- **Instructions for the task**:
Among the lines below, a stretch begins at the one with "-- sample [159,312]." and ends at the one with "-- sample [80,200].". Repeat that stretch exactly, ends included.

[Photo-based referring expression data]

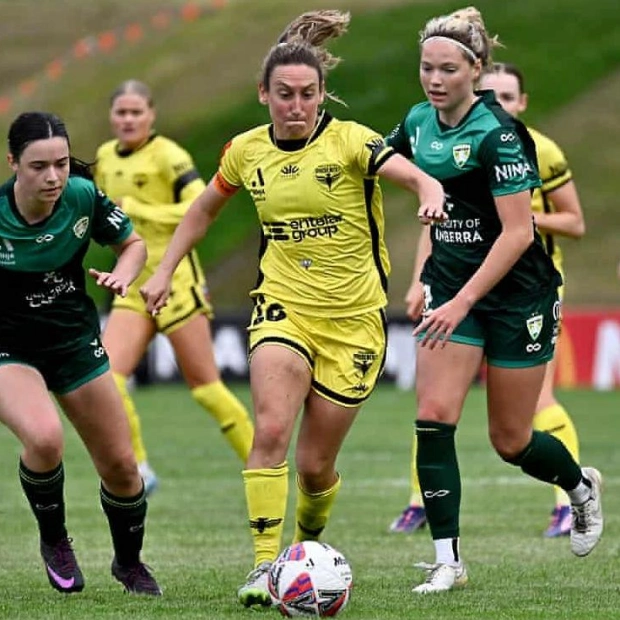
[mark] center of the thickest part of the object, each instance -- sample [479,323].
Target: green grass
[199,545]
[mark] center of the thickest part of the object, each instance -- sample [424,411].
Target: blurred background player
[50,339]
[318,331]
[557,212]
[154,181]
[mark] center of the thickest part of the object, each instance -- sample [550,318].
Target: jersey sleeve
[508,158]
[554,170]
[111,225]
[399,140]
[228,179]
[370,151]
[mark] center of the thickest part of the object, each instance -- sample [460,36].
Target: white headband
[464,47]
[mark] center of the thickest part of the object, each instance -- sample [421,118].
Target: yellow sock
[231,415]
[133,417]
[266,494]
[312,512]
[416,492]
[556,421]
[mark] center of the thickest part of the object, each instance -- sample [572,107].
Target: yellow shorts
[187,298]
[346,356]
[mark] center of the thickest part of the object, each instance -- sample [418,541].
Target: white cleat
[255,590]
[441,578]
[587,525]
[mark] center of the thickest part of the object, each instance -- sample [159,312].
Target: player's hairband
[464,47]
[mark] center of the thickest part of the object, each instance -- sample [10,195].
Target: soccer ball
[310,579]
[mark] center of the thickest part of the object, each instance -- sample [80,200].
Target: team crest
[461,153]
[80,227]
[328,174]
[534,326]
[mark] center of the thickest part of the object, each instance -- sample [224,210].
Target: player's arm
[192,228]
[567,220]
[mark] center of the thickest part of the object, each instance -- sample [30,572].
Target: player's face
[294,96]
[132,119]
[507,92]
[447,78]
[42,171]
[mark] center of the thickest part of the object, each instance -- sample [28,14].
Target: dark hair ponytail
[31,126]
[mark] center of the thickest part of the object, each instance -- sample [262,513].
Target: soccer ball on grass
[310,579]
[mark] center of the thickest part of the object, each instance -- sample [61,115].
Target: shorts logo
[461,153]
[80,227]
[534,326]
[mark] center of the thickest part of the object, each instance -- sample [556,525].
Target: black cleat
[61,567]
[136,578]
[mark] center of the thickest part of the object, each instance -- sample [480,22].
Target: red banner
[588,352]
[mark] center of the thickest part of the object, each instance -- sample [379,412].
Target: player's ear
[262,94]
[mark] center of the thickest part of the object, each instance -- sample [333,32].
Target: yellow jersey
[155,185]
[554,172]
[320,207]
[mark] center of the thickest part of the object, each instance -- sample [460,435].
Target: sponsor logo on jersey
[303,228]
[534,326]
[81,226]
[328,174]
[290,171]
[461,153]
[517,170]
[139,179]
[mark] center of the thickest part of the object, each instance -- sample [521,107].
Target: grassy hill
[204,75]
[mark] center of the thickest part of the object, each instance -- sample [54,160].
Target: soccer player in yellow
[154,181]
[317,333]
[557,213]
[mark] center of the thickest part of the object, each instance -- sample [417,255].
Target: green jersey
[487,154]
[44,302]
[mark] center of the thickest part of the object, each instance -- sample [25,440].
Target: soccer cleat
[136,578]
[149,477]
[560,522]
[411,519]
[587,525]
[255,590]
[61,567]
[441,578]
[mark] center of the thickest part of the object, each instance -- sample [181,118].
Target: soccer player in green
[485,286]
[49,342]
[317,334]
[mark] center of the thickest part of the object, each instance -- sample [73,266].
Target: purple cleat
[136,578]
[560,522]
[411,519]
[61,567]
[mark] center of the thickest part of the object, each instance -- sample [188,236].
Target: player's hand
[155,292]
[437,325]
[113,282]
[415,301]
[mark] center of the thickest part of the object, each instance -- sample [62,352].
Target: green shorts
[65,370]
[518,335]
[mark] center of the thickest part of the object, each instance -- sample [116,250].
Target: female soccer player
[49,340]
[154,181]
[484,286]
[557,212]
[317,333]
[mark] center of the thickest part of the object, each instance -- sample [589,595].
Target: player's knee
[46,444]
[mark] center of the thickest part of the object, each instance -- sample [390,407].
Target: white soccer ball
[310,579]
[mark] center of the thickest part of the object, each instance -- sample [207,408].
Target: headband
[464,47]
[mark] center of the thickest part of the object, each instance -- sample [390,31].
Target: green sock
[440,480]
[126,516]
[45,494]
[546,458]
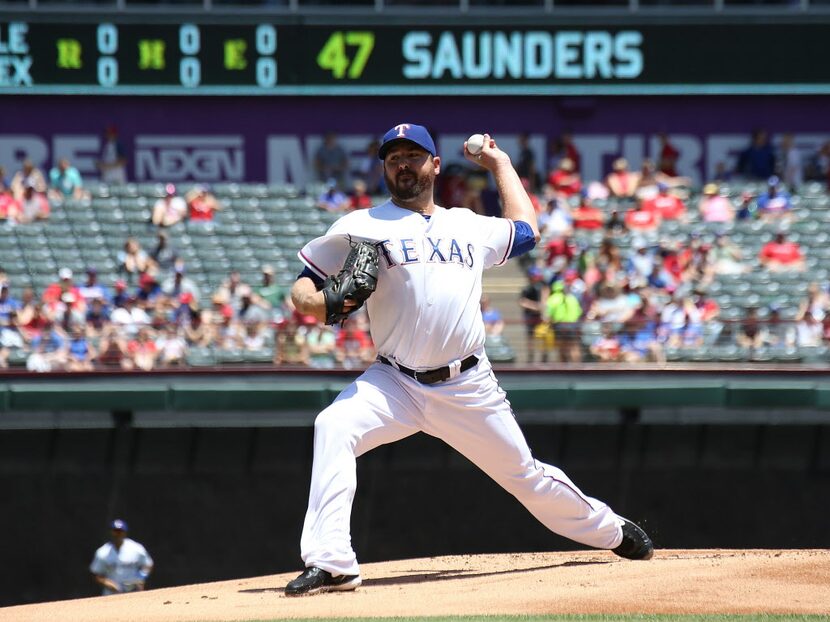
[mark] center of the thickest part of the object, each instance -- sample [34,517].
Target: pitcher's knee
[331,424]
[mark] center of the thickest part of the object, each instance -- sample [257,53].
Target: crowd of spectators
[639,293]
[632,295]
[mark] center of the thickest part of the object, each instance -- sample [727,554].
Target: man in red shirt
[585,215]
[667,206]
[565,180]
[779,255]
[639,219]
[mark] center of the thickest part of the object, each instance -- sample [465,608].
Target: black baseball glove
[355,281]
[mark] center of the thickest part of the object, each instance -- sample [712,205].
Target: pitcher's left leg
[471,414]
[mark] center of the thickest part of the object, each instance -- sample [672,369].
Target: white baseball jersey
[430,270]
[123,565]
[425,314]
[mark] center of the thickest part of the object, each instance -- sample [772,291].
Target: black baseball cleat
[315,581]
[636,544]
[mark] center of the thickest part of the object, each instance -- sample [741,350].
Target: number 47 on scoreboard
[333,56]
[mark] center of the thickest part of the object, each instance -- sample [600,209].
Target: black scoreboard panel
[269,58]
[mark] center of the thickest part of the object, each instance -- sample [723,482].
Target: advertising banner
[275,139]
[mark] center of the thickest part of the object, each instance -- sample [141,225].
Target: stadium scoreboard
[264,58]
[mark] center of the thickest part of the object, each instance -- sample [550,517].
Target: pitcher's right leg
[374,410]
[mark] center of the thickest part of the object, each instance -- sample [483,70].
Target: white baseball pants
[471,414]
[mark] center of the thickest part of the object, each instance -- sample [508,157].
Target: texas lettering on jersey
[405,251]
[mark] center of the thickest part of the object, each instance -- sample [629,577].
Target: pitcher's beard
[406,191]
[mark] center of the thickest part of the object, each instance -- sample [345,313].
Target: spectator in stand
[611,305]
[331,161]
[638,219]
[565,180]
[81,353]
[28,175]
[171,347]
[165,256]
[640,264]
[526,163]
[92,289]
[9,206]
[55,294]
[354,347]
[142,350]
[776,332]
[809,331]
[112,161]
[563,147]
[530,300]
[97,317]
[817,302]
[332,199]
[774,204]
[681,322]
[757,161]
[252,309]
[713,207]
[493,321]
[169,210]
[120,295]
[648,179]
[622,183]
[359,199]
[726,257]
[130,317]
[638,340]
[202,205]
[555,222]
[668,156]
[269,290]
[319,346]
[133,260]
[369,169]
[560,249]
[148,288]
[179,283]
[199,331]
[746,207]
[606,347]
[791,166]
[615,224]
[112,348]
[781,255]
[10,337]
[563,310]
[65,182]
[33,206]
[586,216]
[749,333]
[49,349]
[667,205]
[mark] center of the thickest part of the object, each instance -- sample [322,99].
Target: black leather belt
[431,376]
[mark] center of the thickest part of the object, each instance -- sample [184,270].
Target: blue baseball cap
[417,134]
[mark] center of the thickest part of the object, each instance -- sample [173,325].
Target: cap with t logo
[417,134]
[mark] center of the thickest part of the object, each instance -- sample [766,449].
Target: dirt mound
[674,581]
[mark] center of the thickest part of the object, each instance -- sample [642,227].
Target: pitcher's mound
[674,581]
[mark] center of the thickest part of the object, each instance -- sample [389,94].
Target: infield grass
[636,617]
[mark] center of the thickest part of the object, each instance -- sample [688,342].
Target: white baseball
[475,143]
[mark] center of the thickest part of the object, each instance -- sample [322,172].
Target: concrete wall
[219,503]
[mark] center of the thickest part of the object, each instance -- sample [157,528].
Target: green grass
[755,617]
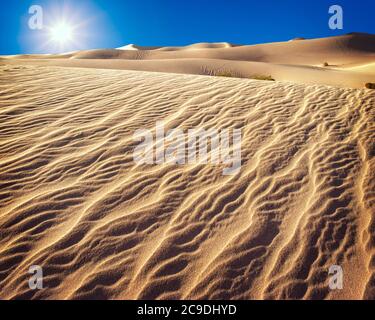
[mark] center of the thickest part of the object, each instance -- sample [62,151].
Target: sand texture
[73,201]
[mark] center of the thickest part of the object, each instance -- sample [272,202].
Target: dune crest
[325,61]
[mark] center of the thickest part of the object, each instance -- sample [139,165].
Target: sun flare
[61,33]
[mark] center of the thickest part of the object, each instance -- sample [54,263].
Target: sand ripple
[73,201]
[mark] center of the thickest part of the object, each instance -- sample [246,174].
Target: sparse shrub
[227,73]
[262,77]
[370,85]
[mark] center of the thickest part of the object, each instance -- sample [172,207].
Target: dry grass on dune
[74,202]
[343,61]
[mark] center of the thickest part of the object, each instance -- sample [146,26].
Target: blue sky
[114,23]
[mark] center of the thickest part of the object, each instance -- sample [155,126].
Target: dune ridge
[343,61]
[74,202]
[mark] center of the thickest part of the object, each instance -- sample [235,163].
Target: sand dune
[300,61]
[74,201]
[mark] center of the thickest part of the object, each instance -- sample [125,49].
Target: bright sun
[61,33]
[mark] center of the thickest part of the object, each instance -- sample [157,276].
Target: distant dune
[315,61]
[73,201]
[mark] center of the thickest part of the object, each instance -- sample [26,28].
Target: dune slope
[73,201]
[326,61]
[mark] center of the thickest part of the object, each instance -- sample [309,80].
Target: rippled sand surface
[73,201]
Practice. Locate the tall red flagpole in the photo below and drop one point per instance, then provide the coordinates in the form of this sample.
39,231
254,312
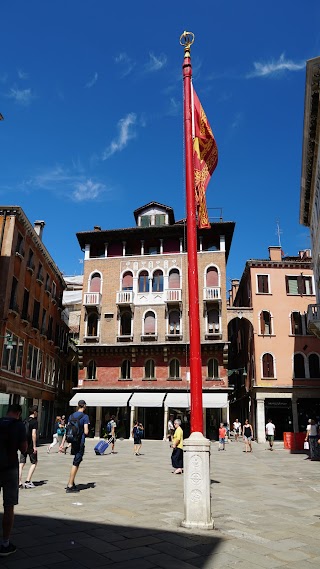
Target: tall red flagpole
186,40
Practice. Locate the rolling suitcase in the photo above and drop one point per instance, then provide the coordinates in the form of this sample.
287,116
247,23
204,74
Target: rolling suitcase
101,447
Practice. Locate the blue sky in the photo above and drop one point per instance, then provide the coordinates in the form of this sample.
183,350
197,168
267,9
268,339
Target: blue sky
91,93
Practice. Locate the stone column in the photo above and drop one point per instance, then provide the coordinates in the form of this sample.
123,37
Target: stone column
197,499
132,413
260,435
165,423
295,415
97,428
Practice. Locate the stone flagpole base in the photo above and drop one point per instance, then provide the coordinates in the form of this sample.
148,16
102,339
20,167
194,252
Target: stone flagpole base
196,466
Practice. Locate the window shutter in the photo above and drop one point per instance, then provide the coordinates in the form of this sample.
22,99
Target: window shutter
127,281
174,279
149,323
212,277
95,283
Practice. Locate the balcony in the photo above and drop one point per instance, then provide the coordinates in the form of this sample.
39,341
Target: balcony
92,299
173,295
124,297
212,294
313,319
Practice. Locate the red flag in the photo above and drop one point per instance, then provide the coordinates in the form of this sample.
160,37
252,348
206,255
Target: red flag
205,158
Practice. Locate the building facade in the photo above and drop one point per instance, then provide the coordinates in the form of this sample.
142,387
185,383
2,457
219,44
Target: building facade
134,329
274,362
34,334
310,179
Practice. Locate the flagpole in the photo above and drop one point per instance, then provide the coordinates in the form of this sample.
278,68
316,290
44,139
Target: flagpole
186,40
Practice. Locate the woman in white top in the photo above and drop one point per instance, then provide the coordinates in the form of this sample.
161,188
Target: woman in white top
312,436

- **Answer to the exercise**:
[mark] center of the thickest part of the object, each instance -- sample [159,312].
Target: player's hairband
[464,47]
[mark] center of the thickest part of the object, each instance -- sample [10,195].
Target: soccer ball
[310,579]
[mark] center of the thickest part of the object, each instance -- sample [80,200].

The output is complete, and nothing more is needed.